**ARTICLE:**
◆ ◆ ◆ ◆ ◆

Probably the most effective way to do this - as I consider it - is with eval. If you want literal values out of a shell expansion then the most straightforward way to get them is out of literal input - and the only way to get that out of a shell's output is to feed it right back in.

It is usually easiest to work with 'hard-quotes. The simple quote rule for a 'hard-quoted' string is that it cannot contain a hard-quote - the only way to get one interpreted in such a context is to concatenate 2 or more quoted strings together like...

VAR='string'\''more string'

In that way the first quoted string ends at the second quote, the second quoted string is only a single backslash-escaped hard-quote, and third is the fourth hard-quote through the end.

And so what I might do if were you is...

eval "lol='$(nl='\
';    printf %s\\n "$lol" |
      sed "s/Dot/&$nl/g
           s/'"'/&\\&&/g
          $s/$/'"'/
")"

In that way the same trailing newline which printf adds to the var's value is the one that the command substitution strips - which is also the last character in output because the second-to last character is always a hard-quote - and that safely delimits the eval statement because sed escapes any hard-quotes which may appear in its input and there is one at the head of the string.

◆ ◆ ◆ ◆ ◆

**PROVIDED MATERIAL:**
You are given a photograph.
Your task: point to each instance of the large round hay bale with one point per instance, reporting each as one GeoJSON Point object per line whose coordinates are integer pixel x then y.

◆ ◆ ◆ ◆ ◆

**EXERCISE GOAL:** Continue the explanation of using eval with hard-quoted shell output, starting right after its last sentence.

**ANSWER TO THIS TASK:**
In truth, though, using command substitutions like that is often not a good practice anyway - and perhaps that is why it doesn't fit quite right all of the time. It is generally more effective to gather all output from a process for each of its process loops and pass it off at once on a single stream to another filter process in a pipeline than it is to nickle-and-dime the filters in that way.

And unless you have huge values in your shell variables - which is also usually a bad idea - something like this is probably a better way to go:

set -- "$lol" 
while case "$1" in (*Dot*)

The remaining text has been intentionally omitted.